* WHAT IS REQUIRED *
Be exact. Print each record as it stands.

[Start of Attachment]

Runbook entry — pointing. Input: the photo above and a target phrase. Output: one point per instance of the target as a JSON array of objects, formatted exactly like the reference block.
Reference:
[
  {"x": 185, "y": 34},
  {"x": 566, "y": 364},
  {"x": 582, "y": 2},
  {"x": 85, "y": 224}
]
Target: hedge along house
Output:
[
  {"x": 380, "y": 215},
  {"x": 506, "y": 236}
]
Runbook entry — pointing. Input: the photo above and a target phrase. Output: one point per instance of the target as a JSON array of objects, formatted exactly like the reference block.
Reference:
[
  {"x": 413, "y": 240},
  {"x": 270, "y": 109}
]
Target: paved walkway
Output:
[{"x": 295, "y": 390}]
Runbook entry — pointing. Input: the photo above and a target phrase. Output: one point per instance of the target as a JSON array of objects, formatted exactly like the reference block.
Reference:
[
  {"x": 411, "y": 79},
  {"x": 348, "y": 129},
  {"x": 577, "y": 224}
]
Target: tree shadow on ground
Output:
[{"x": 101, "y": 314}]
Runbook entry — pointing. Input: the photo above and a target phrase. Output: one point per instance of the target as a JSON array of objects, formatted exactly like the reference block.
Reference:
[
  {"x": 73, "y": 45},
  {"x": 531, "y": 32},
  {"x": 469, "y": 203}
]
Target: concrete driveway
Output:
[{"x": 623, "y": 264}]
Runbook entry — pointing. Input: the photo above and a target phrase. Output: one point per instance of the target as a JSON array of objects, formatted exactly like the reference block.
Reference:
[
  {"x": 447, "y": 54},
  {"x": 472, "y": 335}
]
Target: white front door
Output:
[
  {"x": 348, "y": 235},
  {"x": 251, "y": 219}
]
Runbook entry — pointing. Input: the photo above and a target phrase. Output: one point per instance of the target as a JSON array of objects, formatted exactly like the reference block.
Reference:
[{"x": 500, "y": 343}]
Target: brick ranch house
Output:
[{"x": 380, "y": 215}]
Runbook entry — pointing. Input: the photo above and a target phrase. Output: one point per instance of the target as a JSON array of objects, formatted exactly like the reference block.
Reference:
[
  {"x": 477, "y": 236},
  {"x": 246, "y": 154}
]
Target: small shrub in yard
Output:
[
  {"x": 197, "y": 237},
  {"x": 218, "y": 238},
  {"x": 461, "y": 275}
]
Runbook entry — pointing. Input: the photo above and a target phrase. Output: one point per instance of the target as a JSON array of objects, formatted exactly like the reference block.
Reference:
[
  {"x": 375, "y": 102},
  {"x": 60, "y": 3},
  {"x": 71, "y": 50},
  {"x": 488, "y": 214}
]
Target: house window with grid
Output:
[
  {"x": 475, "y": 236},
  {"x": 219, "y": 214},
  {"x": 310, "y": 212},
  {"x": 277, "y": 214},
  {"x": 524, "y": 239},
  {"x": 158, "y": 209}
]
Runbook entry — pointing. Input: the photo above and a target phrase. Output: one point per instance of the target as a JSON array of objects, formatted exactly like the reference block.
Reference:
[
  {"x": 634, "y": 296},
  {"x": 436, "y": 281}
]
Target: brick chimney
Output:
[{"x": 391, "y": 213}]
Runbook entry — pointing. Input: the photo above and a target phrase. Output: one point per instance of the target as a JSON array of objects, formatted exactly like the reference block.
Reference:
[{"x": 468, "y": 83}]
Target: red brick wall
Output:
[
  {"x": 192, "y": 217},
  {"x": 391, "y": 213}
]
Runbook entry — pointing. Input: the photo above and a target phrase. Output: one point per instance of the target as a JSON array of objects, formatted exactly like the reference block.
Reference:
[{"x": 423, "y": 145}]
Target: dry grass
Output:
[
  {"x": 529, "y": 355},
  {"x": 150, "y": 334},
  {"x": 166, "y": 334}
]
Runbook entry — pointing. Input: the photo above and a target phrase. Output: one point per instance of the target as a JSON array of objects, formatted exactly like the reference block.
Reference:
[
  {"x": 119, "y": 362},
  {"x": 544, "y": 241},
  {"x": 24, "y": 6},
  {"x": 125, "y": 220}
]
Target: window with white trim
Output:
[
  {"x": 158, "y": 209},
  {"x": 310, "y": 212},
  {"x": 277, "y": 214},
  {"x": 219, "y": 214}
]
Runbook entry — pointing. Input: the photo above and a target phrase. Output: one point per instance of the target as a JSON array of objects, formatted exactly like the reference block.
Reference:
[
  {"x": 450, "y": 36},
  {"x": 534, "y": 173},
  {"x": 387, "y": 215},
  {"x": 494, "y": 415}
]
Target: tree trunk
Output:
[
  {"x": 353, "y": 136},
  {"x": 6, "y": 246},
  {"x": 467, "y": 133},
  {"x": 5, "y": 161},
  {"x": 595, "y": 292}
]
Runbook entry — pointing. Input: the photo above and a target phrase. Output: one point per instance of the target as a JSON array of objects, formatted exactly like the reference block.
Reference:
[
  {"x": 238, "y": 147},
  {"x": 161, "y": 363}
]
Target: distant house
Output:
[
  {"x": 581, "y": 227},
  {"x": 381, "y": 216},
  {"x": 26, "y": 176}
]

[End of Attachment]

* THE COMPLETED TASK *
Runbook entry — pointing. Input: the photo above and a target phrase. Output: one point per instance of the target as a JSON array of objects, formatted exactly like the reference block.
Reference:
[
  {"x": 185, "y": 34},
  {"x": 566, "y": 364},
  {"x": 582, "y": 2},
  {"x": 85, "y": 224}
]
Target: hedge along house
Output:
[
  {"x": 380, "y": 215},
  {"x": 506, "y": 236}
]
Runbook entry — pointing. Input: the photo above and a target phrase. Output: one point per instance of the target as a JSON array of objects, formatted exactly like the reference block.
Reference:
[
  {"x": 413, "y": 240},
  {"x": 270, "y": 109}
]
Target: paved walkway
Output:
[{"x": 295, "y": 390}]
Runbook entry — pointing. Input: the photo above and a target phrase. Output: one point per instance of the target as a JSON array of objects, formatted exactly like the reference block.
Reference:
[
  {"x": 411, "y": 79},
  {"x": 348, "y": 129},
  {"x": 577, "y": 224}
]
Target: tree shadow on ground
Output:
[{"x": 101, "y": 314}]
Runbook entry — pointing. Input: the photo above and a target phrase. Output: one point per instance of the target as a JSON array of objects, formatted exactly like the reference block.
Reference:
[
  {"x": 73, "y": 45},
  {"x": 531, "y": 32},
  {"x": 469, "y": 203}
]
Target: concrete driveway
Output:
[{"x": 623, "y": 264}]
Runbook entry — pointing. Input: the photo above and a target phrase. Output: one point per instance of the target as a JSON array of objects, formatted exactly like the reference block.
Reference:
[
  {"x": 447, "y": 54},
  {"x": 472, "y": 335}
]
Target: white front door
Output:
[
  {"x": 348, "y": 235},
  {"x": 251, "y": 219}
]
Runbook entry — pointing. Input: the photo above and a target phrase. Output: one point per instance of the target as a JSON array of objects, formatted exactly like the reference block.
Reference:
[{"x": 500, "y": 343}]
Target: brick ranch house
Output:
[{"x": 380, "y": 215}]
Runbook entry — pointing. Input: the photo above and a target phrase. Output: one point per instance of the target as a JSON array of objects, formatted exactly like the reference block.
Reference:
[
  {"x": 477, "y": 236},
  {"x": 246, "y": 154}
]
Target: small shrub in yard
Output:
[
  {"x": 197, "y": 237},
  {"x": 218, "y": 238},
  {"x": 461, "y": 275}
]
Runbook entry — pointing. Input: the photo above and a target phrase. Output: one point per instance of the target as a JSON array of objects, formatted exactly like the reference block.
Reference:
[
  {"x": 375, "y": 102},
  {"x": 60, "y": 3},
  {"x": 71, "y": 50},
  {"x": 488, "y": 214}
]
Target: house window with grid
Output:
[
  {"x": 475, "y": 236},
  {"x": 219, "y": 214},
  {"x": 310, "y": 212},
  {"x": 277, "y": 214},
  {"x": 524, "y": 239},
  {"x": 158, "y": 209}
]
Runbook entry — pointing. Input: the photo above and a target phrase. Output: one point per instance of the target as a JSON array of objects, formatted exactly like the reference block.
Reference:
[
  {"x": 634, "y": 296},
  {"x": 436, "y": 281}
]
Target: brick chimney
Output:
[{"x": 391, "y": 213}]
Runbook entry — pointing. Input: the photo above and a target phrase. Output: one point per instance of the target as a JSON array of objects, formatted exactly like the reference block.
Reference:
[{"x": 468, "y": 83}]
Target: red brick wall
Output:
[
  {"x": 192, "y": 217},
  {"x": 391, "y": 213}
]
Runbook entry — pointing. Input: the photo above and a target phrase. Output: one point per instance of the target as a JSON array of objects, formatted exactly like the reference block.
Reference:
[{"x": 423, "y": 145}]
Target: dry grass
Output:
[
  {"x": 529, "y": 355},
  {"x": 150, "y": 334},
  {"x": 166, "y": 334}
]
Runbook entry — pointing. Input: the photo above and a target phrase. Output: one point per instance of the target as a JSON array of objects, formatted exactly like the reference block.
Reference:
[
  {"x": 119, "y": 362},
  {"x": 544, "y": 241},
  {"x": 24, "y": 6},
  {"x": 125, "y": 220}
]
Target: window with white trim
Output:
[
  {"x": 158, "y": 209},
  {"x": 310, "y": 212},
  {"x": 277, "y": 214},
  {"x": 219, "y": 214}
]
Runbook entry — pointing. Input: the photo above and a target phrase. Output: one point per instance of the target as a JSON array of objects, formatted exactly like the reference block.
Reference:
[
  {"x": 450, "y": 36},
  {"x": 534, "y": 173},
  {"x": 387, "y": 215},
  {"x": 494, "y": 415}
]
Target: tree trunk
Output:
[
  {"x": 353, "y": 136},
  {"x": 6, "y": 246},
  {"x": 467, "y": 133},
  {"x": 5, "y": 161},
  {"x": 595, "y": 292}
]
Runbook entry — pointing. Input: the photo above and a target phrase. Output: one point per instance of the target as a JSON array of objects, formatted exactly like the reference block.
Reference:
[
  {"x": 238, "y": 147},
  {"x": 161, "y": 363}
]
Target: distant house
Output:
[
  {"x": 581, "y": 227},
  {"x": 381, "y": 216},
  {"x": 26, "y": 176}
]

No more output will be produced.